Exercises
A - List every place name that appears in the Jersey City mural blog post below.
B - Carry the Jersey City mural blog post below forward from its last sentence.

Text excerpt
::::::
Sunday, March 15, 2020

An Abundant Life - A Beautifully Moving Work Of Art

There are so many beautiful murals in Jersey City, New Jersey, and so many wonderful Artists. It's known worldwide to be a place that is filled with exciting, unique and visionary art and cultural projects and for good reason. One of the things that makes my walks around the different neighborhoods so enjoyable is that I have the opportunity to see so much of the art that is done in public spaces, and over time I have had the opportunity to meet some of the Artists who create it. I've written about a number of them in this blog, and whenever I have the opportunity I try to see as much art and meet as many Artists as I can. My business for many years has incorporated working with Artists in the areas of public relations and marketing, finding space for shows, curating multi-media art events and helping to connect Artists with the community and with galleries and collectors and projects. I also walk everywhere, and though people sometimes think I'm crazy for doing it, especially now in the days of Uber and Lyft at our fingertips, I purposely have never downloaded those apps because I like to have a reason to keep on walking. One of my Artist friends jokingly calls me Jannie Walker after the ever present ad campaign for Johnnie Walker scotch, and I love the title because it's such a part of who I am and what I do. I love my walk abouts because I see great things and meet great people, and I find that my life is connected in a way to the community when I'm at street level that it wouldn't be otherwise if I was in a car, a bus or even on a bike.

One day last Spring when I was on my way to visit an Artist to talk about an event I was curating, I walked under one of the overpasses on my way to the other side of Jersey City from Hoboken and I saw two Mural Artists working on a project on each side of the concrete facing walls. I took a quick photograph as I walked up to them, and then walked closer and introduced myself to the one who was working on the wall to the right. After I had said who I was, I said, "I know you must be someone famous," and I meant it, because the work was so beautiful and so intricate that was being done. It told a story even though it was only in the beginning stages, and I knew that so much thought and design was being poured into it, so much history and emotion and life. The Artist laughed and said that he went by the name DISTORT, and I honestly nearly fell on the ground. For someone like me who is an admirer of street art and murals, it was an honor to meet him because he really is not only famous but at the top of his field. He's well respected and liked by other great Artists as well as by community leaders, community members and business owners, and he's looked up to by a generation of rising Artists and youth who see the integrity of his work and of his work ethic and life. Of all the people to meet on my travels, it was such an unexpectedly beautiful blessing, and I gave him my card and asked if we could meet again at some time for a blog post.
::::::
Information given
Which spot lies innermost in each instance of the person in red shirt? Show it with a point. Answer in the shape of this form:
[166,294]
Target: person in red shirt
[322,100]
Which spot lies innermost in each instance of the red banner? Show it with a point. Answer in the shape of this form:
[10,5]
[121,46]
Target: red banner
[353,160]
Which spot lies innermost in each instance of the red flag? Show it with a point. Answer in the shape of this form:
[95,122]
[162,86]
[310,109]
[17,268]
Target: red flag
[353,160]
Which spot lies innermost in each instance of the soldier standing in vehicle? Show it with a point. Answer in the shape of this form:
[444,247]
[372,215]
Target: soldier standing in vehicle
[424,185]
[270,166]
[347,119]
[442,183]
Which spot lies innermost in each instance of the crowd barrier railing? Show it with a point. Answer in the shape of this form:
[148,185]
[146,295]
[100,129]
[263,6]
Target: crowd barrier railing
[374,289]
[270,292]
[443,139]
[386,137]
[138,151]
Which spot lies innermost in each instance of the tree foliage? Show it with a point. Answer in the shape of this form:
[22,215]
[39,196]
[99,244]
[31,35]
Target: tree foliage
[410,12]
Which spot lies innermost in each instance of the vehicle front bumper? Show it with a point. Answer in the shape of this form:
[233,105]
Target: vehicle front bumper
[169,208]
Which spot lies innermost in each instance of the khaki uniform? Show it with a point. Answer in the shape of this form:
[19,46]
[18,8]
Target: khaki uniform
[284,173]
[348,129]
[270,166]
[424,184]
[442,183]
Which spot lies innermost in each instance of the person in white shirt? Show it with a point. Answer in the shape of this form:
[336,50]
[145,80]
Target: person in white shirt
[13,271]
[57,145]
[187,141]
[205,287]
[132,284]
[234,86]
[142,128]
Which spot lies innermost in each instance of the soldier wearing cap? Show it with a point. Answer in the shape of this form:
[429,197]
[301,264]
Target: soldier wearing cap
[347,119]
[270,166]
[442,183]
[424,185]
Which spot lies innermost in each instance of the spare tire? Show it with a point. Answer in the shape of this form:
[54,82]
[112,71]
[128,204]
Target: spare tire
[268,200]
::::::
Exercise answers
A - Jersey City, New Jersey, Hoboken

B -
Over the next months I ran into him a few times when he was working on other projects, and I posted and tagged him on photos whenever I saw new work or had an opportunity to photograph one of his existing murals. Street artists very often don't like to be photographed and identified, to protect their privacy and also because at times, though they can often be part of projects that are legally created that they are invited to do, they also sometimes have tagged in the past or may still be actively tagging or painting in areas that are not legal, and where they can be fined or given jail time if they are caught. A number of years ago a good friend of mine who is known as Jesus Saves was caught for some old graffiti from the time before he was born again. He'd stopped illegally tagging but ended up spending time in Rikers for paint he'd put up some time ago. The photograph that I took on the first day that I met Distort had a part of his face showing, a piece of his profile, and though it wasn't much I asked him if I could post it because I didn't want to go out of bounds. He allowed me to at the time, but I won't post it here out of respect for his privacy and the code of this very special group of Artists that he is a part of.

When we sat down to talk recently in his studio, I had the opportunity to learn more about the beauty in the vision of this very wonderful and extremely talented Artist. He cares so much about the world and about the community around him that he is a part of, and he feels very deeply the courses of injustice and harmful influences that have been damaging to the earth's ecology and to people's lives. His process as he creates his pieces is an intricate and time consuming one that includes creating a kind of vision board in his notebook, an outline in collage form of what the finished project will be using drawings and images from magazines and newspapers and vintage advertisements that is a work of art itself. The pieces I saw in his studio are being created for the most part on metal surfaces with a mirrored finish. Layering enamel paint and etching onto and into them, sometimes the mirrored surfaces become part of the layers of the designs in ways that are unexpected. He was also in the process of working on a piece that included electricity to light up a small area to give a window into a hidden underground world that reflected the viewer and the vision beyond it.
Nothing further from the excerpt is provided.